__Work instructions__
Write only the number of lines in the entries below that contain the word "steel".

--- Records supplied Enclosed Below ---

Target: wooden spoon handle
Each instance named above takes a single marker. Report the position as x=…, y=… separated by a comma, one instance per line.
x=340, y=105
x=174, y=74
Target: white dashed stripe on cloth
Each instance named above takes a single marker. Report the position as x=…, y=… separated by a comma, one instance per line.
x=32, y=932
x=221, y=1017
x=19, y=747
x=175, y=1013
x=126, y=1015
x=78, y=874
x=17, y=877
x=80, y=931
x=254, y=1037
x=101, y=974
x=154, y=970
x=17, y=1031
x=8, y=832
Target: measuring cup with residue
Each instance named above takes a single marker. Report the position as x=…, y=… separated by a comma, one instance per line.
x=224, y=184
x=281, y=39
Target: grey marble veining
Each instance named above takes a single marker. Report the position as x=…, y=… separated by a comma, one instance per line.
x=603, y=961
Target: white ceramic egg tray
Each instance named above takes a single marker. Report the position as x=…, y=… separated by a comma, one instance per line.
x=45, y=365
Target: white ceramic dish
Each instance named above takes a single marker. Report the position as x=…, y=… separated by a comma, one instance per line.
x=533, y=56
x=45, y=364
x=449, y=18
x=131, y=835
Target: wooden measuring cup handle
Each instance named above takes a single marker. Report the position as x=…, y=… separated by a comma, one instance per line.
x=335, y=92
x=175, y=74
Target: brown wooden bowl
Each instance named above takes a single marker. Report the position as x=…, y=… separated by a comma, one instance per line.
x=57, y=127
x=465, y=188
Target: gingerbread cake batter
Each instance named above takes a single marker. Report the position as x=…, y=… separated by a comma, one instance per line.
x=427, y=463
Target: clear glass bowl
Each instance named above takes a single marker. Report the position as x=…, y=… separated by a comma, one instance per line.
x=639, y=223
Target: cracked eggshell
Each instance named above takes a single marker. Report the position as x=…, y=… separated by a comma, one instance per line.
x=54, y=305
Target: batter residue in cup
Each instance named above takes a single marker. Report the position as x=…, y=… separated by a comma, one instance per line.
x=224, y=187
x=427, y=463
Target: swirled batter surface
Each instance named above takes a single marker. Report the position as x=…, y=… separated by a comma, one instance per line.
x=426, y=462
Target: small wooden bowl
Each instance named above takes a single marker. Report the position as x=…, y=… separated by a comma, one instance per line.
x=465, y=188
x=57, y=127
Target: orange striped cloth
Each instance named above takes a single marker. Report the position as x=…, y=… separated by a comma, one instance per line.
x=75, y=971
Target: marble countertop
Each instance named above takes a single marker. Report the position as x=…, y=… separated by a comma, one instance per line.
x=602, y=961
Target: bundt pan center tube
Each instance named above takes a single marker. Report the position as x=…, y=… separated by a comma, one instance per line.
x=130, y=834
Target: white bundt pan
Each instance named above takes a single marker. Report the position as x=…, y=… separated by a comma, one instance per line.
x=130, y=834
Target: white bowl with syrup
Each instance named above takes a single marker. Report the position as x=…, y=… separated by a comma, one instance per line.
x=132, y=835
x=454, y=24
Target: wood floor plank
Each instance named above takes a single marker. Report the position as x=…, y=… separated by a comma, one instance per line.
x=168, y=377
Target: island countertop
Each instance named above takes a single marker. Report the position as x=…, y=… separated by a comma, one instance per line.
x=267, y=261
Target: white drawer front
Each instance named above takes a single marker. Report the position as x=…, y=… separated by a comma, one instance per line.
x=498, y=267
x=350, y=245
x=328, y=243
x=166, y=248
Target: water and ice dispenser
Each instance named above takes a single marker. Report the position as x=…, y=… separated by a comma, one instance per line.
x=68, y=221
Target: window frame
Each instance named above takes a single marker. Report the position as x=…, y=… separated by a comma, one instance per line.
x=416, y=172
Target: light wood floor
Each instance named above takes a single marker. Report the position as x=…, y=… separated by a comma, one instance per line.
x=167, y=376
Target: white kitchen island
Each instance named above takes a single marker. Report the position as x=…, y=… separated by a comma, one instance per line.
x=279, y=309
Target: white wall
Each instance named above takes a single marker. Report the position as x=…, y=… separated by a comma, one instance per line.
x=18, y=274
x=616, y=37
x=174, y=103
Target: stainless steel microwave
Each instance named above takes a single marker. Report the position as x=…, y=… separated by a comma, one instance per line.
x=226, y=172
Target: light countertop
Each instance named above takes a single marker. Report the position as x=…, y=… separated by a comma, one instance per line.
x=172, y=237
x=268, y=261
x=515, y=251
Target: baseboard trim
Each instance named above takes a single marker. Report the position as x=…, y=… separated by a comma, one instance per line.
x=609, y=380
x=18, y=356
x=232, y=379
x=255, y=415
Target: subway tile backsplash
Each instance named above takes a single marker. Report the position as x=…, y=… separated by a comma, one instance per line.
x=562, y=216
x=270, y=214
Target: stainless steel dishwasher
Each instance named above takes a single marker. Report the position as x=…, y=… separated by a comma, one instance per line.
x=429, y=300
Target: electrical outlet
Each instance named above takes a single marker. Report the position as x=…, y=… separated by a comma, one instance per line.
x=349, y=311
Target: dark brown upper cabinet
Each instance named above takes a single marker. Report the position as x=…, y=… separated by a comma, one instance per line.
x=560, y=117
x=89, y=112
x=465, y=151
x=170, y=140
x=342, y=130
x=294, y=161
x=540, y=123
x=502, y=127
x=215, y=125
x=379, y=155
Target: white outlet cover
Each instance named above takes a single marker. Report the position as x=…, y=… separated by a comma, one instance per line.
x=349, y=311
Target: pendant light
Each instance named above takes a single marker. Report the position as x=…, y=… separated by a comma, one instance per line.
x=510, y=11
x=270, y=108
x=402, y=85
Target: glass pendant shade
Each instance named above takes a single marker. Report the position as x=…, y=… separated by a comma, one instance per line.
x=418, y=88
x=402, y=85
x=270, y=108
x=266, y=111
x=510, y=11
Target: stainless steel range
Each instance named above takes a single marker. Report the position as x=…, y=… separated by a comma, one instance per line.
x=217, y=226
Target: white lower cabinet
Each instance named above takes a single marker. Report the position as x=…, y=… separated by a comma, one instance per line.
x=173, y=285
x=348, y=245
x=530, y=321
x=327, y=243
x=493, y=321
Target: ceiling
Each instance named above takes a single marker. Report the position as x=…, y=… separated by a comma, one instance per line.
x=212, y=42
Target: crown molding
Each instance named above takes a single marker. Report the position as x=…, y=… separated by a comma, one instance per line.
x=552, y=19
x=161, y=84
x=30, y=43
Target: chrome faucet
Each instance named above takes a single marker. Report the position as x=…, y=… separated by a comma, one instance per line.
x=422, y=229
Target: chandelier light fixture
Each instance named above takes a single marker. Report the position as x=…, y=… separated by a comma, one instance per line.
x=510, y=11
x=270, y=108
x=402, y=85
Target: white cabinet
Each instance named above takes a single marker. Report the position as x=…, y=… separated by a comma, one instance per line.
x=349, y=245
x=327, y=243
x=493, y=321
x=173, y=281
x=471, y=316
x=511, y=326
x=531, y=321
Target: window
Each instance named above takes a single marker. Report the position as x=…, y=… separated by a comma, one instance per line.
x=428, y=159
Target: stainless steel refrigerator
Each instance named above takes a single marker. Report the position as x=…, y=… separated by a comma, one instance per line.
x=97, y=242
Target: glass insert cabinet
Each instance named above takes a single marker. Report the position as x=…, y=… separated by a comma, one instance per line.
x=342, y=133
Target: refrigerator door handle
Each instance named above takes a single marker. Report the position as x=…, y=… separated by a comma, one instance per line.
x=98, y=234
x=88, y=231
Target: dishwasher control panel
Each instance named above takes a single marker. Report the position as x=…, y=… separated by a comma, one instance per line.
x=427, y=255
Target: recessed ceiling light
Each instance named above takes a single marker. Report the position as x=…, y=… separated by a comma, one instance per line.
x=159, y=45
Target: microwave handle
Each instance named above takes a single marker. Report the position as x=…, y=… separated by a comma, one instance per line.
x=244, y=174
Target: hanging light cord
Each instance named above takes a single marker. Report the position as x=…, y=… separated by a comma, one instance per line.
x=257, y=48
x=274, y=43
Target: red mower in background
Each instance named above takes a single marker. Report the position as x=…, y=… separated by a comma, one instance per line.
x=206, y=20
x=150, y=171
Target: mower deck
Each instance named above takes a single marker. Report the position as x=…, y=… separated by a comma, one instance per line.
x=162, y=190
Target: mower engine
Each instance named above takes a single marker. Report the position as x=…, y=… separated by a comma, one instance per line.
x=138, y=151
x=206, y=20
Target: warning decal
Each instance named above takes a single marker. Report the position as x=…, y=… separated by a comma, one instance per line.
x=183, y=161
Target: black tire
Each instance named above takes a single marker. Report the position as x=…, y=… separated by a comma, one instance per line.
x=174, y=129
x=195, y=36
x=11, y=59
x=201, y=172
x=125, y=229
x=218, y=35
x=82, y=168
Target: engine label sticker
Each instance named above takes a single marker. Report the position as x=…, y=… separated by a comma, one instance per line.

--- End of Enclosed Records supplied ---

__Reply__
4